● **Excerpt to read**:
↓
The One with all the Episodes

Here's a pointlessly trivial listing of all of the episode titles from NBC's Friends. A nice way to reminisce about the pop culture phenom of the 1990s, including the evolving hairstyles of Rachel and Monica, the yo-yoing weight of Chandler, and the slowly dwindling likability of Ross.

2.20.2006

Lost “One of Them”

Cool: Kate’s dad makes an unexpected flashback appearance as one of the soldiers involved in the POW capture of Sayid during the first Gulf War. Presumably, it was footage he shot of Sayid then that makes its way onto his recruitment office TV set for the "What Kate Did" episode flashback.

Cooler: Sayid’s torture skills were in part developed because of the U.S. military’s decision to force Sayid to interrogate one of his superior officers.

Huh? (tie): 1. In looking for the noisy frog, Sawyer and Hurley walk for what looks like miles into the jungle, which begs the question of what kind of superhero frog is this with a ribbit that can be heard on the beach from miles inland. 2. Locke and Sayid rightly assume that Jack will have problems with the torture of Henry Gale, so why not undertake that bloody mission after Jack’s gone? Why do it while he’s still in the hatch and able to intervene?
↑
● **Dataset excerpt**:
↓
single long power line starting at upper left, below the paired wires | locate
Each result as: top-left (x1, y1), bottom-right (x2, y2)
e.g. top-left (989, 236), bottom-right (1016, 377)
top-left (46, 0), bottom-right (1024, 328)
↑
● **What this task involves**:
List every character from Friends that the TV blog excerpt names.

● **Exercise response**:
Rachel, Monica, Chandler, Ross